- **TASK BRIEF**: Reproduce the following items line for line, without changing any characters. Omit the pictures from your output.

------ SUPPLIED DATA

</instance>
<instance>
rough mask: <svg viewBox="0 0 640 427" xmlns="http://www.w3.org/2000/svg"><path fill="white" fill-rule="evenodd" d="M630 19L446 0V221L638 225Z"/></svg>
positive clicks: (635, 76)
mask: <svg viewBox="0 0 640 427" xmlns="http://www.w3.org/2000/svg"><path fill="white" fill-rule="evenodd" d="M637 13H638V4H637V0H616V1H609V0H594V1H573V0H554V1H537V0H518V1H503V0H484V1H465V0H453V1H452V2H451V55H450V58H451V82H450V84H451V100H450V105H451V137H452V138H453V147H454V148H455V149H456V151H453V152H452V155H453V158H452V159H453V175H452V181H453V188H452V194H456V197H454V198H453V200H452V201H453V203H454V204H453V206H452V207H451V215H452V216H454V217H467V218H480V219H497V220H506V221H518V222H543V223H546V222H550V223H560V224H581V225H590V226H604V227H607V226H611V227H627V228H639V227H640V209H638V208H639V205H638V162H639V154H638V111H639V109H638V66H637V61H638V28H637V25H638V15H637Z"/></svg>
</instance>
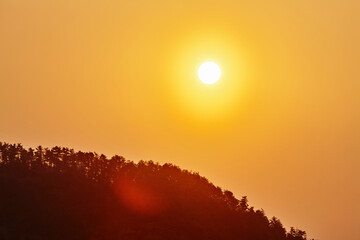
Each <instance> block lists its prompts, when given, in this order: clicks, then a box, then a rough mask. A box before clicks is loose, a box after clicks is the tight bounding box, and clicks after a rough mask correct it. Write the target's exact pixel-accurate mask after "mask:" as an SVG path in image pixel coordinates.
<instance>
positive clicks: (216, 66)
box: [198, 62, 221, 84]
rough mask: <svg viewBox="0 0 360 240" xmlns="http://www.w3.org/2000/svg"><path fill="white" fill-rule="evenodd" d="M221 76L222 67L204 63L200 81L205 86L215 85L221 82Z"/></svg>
mask: <svg viewBox="0 0 360 240" xmlns="http://www.w3.org/2000/svg"><path fill="white" fill-rule="evenodd" d="M220 76H221V69H220V67H219V66H218V65H217V64H216V63H214V62H204V63H203V64H201V66H200V67H199V70H198V77H199V79H200V81H202V82H203V83H205V84H214V83H216V82H217V81H219V79H220Z"/></svg>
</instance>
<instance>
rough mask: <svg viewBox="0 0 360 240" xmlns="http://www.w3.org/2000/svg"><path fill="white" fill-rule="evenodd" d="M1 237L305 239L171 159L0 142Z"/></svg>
mask: <svg viewBox="0 0 360 240" xmlns="http://www.w3.org/2000/svg"><path fill="white" fill-rule="evenodd" d="M0 192H1V196H0V239H4V240H7V239H125V240H138V239H139V240H140V239H141V240H147V239H148V240H151V239H154V240H155V239H157V240H162V239H173V240H177V239H178V240H182V239H184V240H185V239H186V240H192V239H208V240H212V239H214V240H215V239H217V240H218V239H224V240H226V239H229V240H230V239H242V240H306V239H307V238H306V232H305V231H302V230H299V229H296V228H291V229H290V231H288V232H287V231H286V230H285V228H284V227H283V225H282V223H281V222H280V220H279V219H277V218H276V217H272V218H270V219H269V218H268V217H266V216H265V213H264V211H263V210H262V209H261V210H255V209H254V208H253V207H251V206H249V203H248V200H247V197H246V196H244V197H242V198H241V199H240V200H239V199H237V198H236V197H235V196H234V195H233V193H232V192H230V191H228V190H223V189H221V188H220V187H217V186H215V185H213V184H212V183H210V182H209V181H208V179H206V178H205V177H202V176H200V175H199V174H198V173H195V172H191V171H187V170H182V169H180V168H179V167H177V166H174V165H173V164H169V163H166V164H163V165H161V164H158V163H154V162H152V161H139V162H138V163H134V162H132V161H128V160H125V158H123V157H121V156H118V155H115V156H113V157H111V158H107V157H106V156H105V155H103V154H100V155H99V154H97V153H94V152H82V151H74V150H73V149H70V148H66V147H53V148H51V149H50V148H43V147H41V146H38V147H37V148H36V149H32V148H29V149H25V148H24V147H23V146H22V145H21V144H8V143H2V142H0Z"/></svg>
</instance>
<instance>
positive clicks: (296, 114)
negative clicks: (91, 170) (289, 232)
mask: <svg viewBox="0 0 360 240" xmlns="http://www.w3.org/2000/svg"><path fill="white" fill-rule="evenodd" d="M359 29H360V2H359V1H356V0H353V1H350V0H345V1H335V0H326V1H325V0H318V1H314V0H301V1H288V0H286V1H285V0H273V1H268V0H263V1H260V0H251V1H250V0H248V1H229V0H221V1H212V0H207V1H203V0H201V1H195V0H188V1H171V0H170V1H169V0H153V1H147V0H142V1H140V0H132V1H130V0H127V1H119V0H102V1H94V0H61V1H60V0H59V1H54V0H32V1H25V0H0V102H1V111H0V138H1V139H0V141H7V142H10V143H14V142H21V143H23V144H24V145H25V146H26V147H30V146H32V147H35V146H37V145H39V144H41V145H44V146H48V147H49V146H54V145H61V146H69V147H73V148H75V149H77V150H84V151H96V152H98V153H105V154H107V155H108V156H110V155H113V154H119V155H123V156H124V157H126V158H127V159H130V160H134V161H138V160H140V159H143V160H154V161H157V162H160V163H164V162H171V163H174V164H176V165H179V166H180V167H182V168H186V169H190V170H194V171H198V172H200V174H201V175H204V176H206V177H207V178H208V179H210V181H212V182H213V183H215V184H216V185H220V186H221V187H223V188H226V189H229V190H231V191H233V192H234V194H235V195H236V196H237V197H238V198H240V197H241V196H243V195H247V196H248V198H249V200H250V204H251V205H254V206H255V207H256V208H263V209H264V210H265V213H266V214H267V215H268V216H269V217H271V216H273V215H275V216H277V217H279V218H280V219H281V220H282V222H283V223H284V224H285V226H286V227H287V228H288V227H289V226H296V227H299V228H301V229H303V230H306V231H307V232H308V234H309V236H310V237H316V238H318V239H324V240H325V239H326V240H335V239H336V240H338V239H346V240H358V239H359V236H360V226H359V219H360V205H359V202H360V174H359V173H360V111H359V110H360V94H359V91H360V70H359V62H360V46H359V43H360V30H359ZM207 60H212V61H215V62H217V63H218V64H219V66H220V67H221V69H222V74H223V75H222V78H221V79H220V81H219V82H218V83H216V84H214V85H211V86H209V85H204V84H202V83H201V82H200V81H199V80H198V79H197V76H196V71H197V68H198V67H199V65H200V64H201V62H203V61H207Z"/></svg>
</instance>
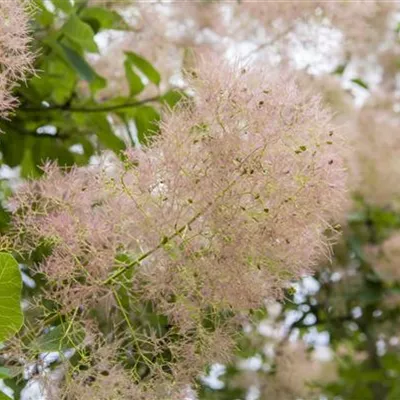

------------

- **PROBLEM SOLUTION**:
</instance>
<instance>
rough mask: <svg viewBox="0 0 640 427" xmlns="http://www.w3.org/2000/svg"><path fill="white" fill-rule="evenodd" d="M630 19L446 0V221L638 225Z"/></svg>
positive clicks: (635, 76)
mask: <svg viewBox="0 0 640 427" xmlns="http://www.w3.org/2000/svg"><path fill="white" fill-rule="evenodd" d="M637 13H638V4H637V0H616V1H609V0H594V1H573V0H554V1H537V0H518V1H503V0H484V1H465V0H453V1H452V2H451V55H450V58H451V82H450V84H451V100H450V105H451V137H452V138H453V147H454V148H455V149H456V151H453V152H452V155H453V158H452V159H453V175H452V181H453V188H452V194H456V197H454V198H453V200H452V201H453V203H454V204H453V206H452V207H451V215H452V216H454V217H467V218H480V219H497V220H506V221H518V222H543V223H546V222H550V223H560V224H581V225H590V226H604V227H607V226H611V227H627V228H639V227H640V209H638V208H639V205H638V162H639V154H638V111H639V109H638V66H637V61H638V28H637V25H638V15H637Z"/></svg>
</instance>
Each <instance> block lists its prompts, when given, in this order: clicks, then a box, then a rough mask. A box before clicks is loose, a box after clicks is the tight bounding box, and clicks after a rough mask correct it. Write the target's exact pixel-accurate mask after "mask:" as an SVG path in image pixel coordinates.
<instance>
positive clicks: (216, 66)
box: [198, 62, 221, 84]
rough mask: <svg viewBox="0 0 360 240" xmlns="http://www.w3.org/2000/svg"><path fill="white" fill-rule="evenodd" d="M221 76L222 67L204 63L200 81L205 86L215 85L221 82Z"/></svg>
mask: <svg viewBox="0 0 360 240" xmlns="http://www.w3.org/2000/svg"><path fill="white" fill-rule="evenodd" d="M220 76H221V69H220V67H219V66H218V65H217V64H216V63H214V62H204V63H203V64H201V66H200V67H199V70H198V77H199V79H200V81H202V82H203V83H205V84H214V83H216V82H217V81H219V79H220Z"/></svg>
</instance>
<instance>
rough mask: <svg viewBox="0 0 360 240" xmlns="http://www.w3.org/2000/svg"><path fill="white" fill-rule="evenodd" d="M1 237L305 239L171 159L0 142Z"/></svg>
mask: <svg viewBox="0 0 360 240" xmlns="http://www.w3.org/2000/svg"><path fill="white" fill-rule="evenodd" d="M0 192H1V196H0V239H4V240H7V239H125V240H138V239H139V240H140V239H141V240H147V239H148V240H151V239H154V240H155V239H157V240H162V239H173V240H177V239H178V240H182V239H184V240H185V239H186V240H192V239H208V240H212V239H214V240H215V239H217V240H218V239H224V240H226V239H229V240H230V239H242V240H306V239H307V238H306V232H305V231H302V230H299V229H296V228H291V229H290V231H288V232H287V231H286V230H285V228H284V227H283V225H282V223H281V222H280V220H279V219H277V218H276V217H272V218H270V219H269V218H268V217H266V216H265V213H264V211H263V210H262V209H261V210H255V209H254V208H253V207H251V206H249V203H248V200H247V197H246V196H244V197H242V198H241V199H240V200H239V199H237V198H236V197H235V196H234V195H233V193H232V192H230V191H228V190H223V189H221V188H220V187H217V186H215V185H213V184H212V183H210V182H209V181H208V179H206V178H205V177H202V176H200V175H199V174H198V173H195V172H191V171H187V170H182V169H180V168H179V167H177V166H174V165H173V164H169V163H166V164H163V165H161V164H158V163H154V162H152V161H139V162H138V163H134V162H132V161H128V160H125V158H123V157H121V156H118V155H115V156H113V157H111V158H107V157H106V156H105V155H103V154H100V155H99V154H97V153H94V152H82V151H74V150H73V149H70V148H66V147H53V148H51V149H50V148H43V147H41V146H38V147H37V148H36V149H32V148H29V149H25V148H24V147H23V146H22V145H21V144H8V143H2V142H0Z"/></svg>
</instance>
<instance>
positive clicks: (296, 114)
negative clicks: (91, 170) (289, 232)
mask: <svg viewBox="0 0 360 240" xmlns="http://www.w3.org/2000/svg"><path fill="white" fill-rule="evenodd" d="M359 29H360V2H359V1H356V0H353V1H350V0H345V1H335V0H326V1H325V0H318V1H314V0H301V1H288V0H286V1H285V0H273V1H268V0H263V1H260V0H251V1H250V0H248V1H229V0H221V1H212V0H207V1H203V0H201V1H195V0H188V1H171V0H170V1H169V0H153V1H147V0H142V1H140V0H132V1H130V0H127V1H119V0H102V1H94V0H61V1H60V0H59V1H54V0H32V1H25V0H0V102H1V111H0V138H1V139H0V141H7V142H10V143H14V142H21V143H23V144H24V145H25V146H26V147H30V146H32V147H35V146H37V145H39V144H41V145H44V146H48V147H49V146H54V145H61V146H69V147H73V148H75V149H77V150H84V151H96V152H98V153H105V154H107V155H108V156H110V155H113V154H119V155H123V156H124V157H126V158H127V159H130V160H134V161H138V160H140V159H143V160H154V161H157V162H160V163H164V162H171V163H174V164H176V165H179V166H180V167H182V168H186V169H190V170H194V171H198V172H200V174H201V175H204V176H206V177H207V178H208V179H210V181H212V182H213V183H215V184H216V185H220V186H221V187H223V188H226V189H229V190H231V191H233V192H234V194H235V195H236V196H237V197H238V198H240V197H241V196H243V195H247V196H248V198H249V200H250V204H251V205H254V206H255V207H256V208H263V209H264V210H265V213H266V214H267V215H268V216H269V217H271V216H273V215H275V216H277V217H279V218H280V219H281V220H282V222H283V223H284V224H285V226H286V227H287V228H288V227H289V226H296V227H299V228H301V229H303V230H306V231H307V232H308V234H309V236H310V237H316V238H318V239H324V240H325V239H326V240H335V239H336V240H338V239H346V240H358V239H359V236H360V226H359V219H360V205H359V202H360V174H359V173H360V111H359V110H360V94H359V91H360V70H359V62H360V46H359V43H360V30H359ZM207 60H212V61H215V62H217V63H218V64H219V66H220V67H221V69H222V74H223V75H222V78H221V79H220V81H219V82H218V83H216V84H214V85H211V86H209V85H204V84H202V83H201V82H200V81H199V80H198V79H197V76H196V71H197V68H198V67H199V65H200V64H201V62H203V61H207Z"/></svg>
</instance>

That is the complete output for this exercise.